Lay out each line of the listing below as a JSON list of strings, one string per line, with blank lines omitted. Leave the pictures out of your answer.

(Dataset rows)
........
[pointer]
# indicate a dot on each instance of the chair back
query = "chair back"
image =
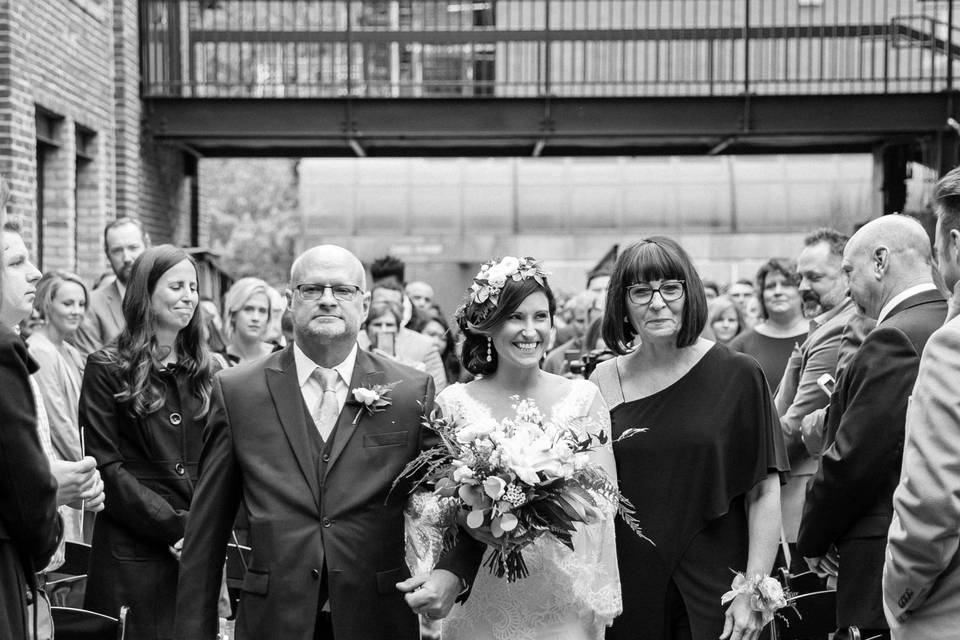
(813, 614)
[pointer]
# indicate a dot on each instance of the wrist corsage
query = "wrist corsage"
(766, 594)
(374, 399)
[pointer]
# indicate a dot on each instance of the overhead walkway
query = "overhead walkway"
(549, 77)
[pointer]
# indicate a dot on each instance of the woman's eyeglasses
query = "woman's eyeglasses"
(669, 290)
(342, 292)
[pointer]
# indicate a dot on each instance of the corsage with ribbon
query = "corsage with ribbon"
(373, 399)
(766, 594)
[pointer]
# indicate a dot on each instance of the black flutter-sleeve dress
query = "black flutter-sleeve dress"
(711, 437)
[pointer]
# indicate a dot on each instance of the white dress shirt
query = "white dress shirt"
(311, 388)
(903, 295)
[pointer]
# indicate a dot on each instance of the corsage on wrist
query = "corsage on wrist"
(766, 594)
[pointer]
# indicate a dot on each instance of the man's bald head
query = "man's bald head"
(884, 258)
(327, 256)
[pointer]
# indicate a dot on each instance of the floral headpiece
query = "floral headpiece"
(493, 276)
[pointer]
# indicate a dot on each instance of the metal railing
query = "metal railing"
........
• [Full solution]:
[
  "[pointer]",
  "# indicate a dot on each instance of the chair back",
  "query = \"chair back\"",
  "image =",
  "(813, 614)",
  "[pointer]",
  "# indicate a dot on each instance of the wrist corsage",
  "query = \"wrist corsage\"",
  "(766, 594)",
  "(374, 399)",
  "[pointer]",
  "# indicate a dot on each instance of the overhead walkway",
  "query = \"overhead walkway\"",
  "(549, 77)",
  "[pointer]",
  "# indicate a dot on each instance of the woman's eyeglasses",
  "query = \"woman's eyeglasses\"",
  "(669, 290)",
  "(342, 292)",
  "[pointer]",
  "# indicate a dot on each instance of the corsage with ribbon",
  "query = \"corsage with ribbon\"",
  "(373, 399)",
  "(766, 594)",
  "[pointer]",
  "# indicate a dot on each instance of the black flutter-sleeve dress",
  "query = \"black flutter-sleeve dress\"",
  "(711, 437)",
  "[pointer]",
  "# indicate a dot on each instance of the white dress shirt",
  "query = \"white dress shirt\"",
  "(311, 388)",
  "(903, 295)",
  "[pointer]",
  "# indicate a dot on each instance of the corsage on wrist",
  "query = \"corsage on wrist\"",
  "(766, 594)",
  "[pointer]",
  "# indicate a dot on each instance of the man's bald head",
  "query = \"man's bald head\"",
  "(884, 258)",
  "(327, 256)",
  "[pointer]",
  "# indicate a dot on each instance of the floral headpiece",
  "query = \"floral headpiece\"",
  "(493, 276)",
  "[pointer]",
  "# indicate a dot on each instance of the metal railing",
  "query = \"metal railing\""
]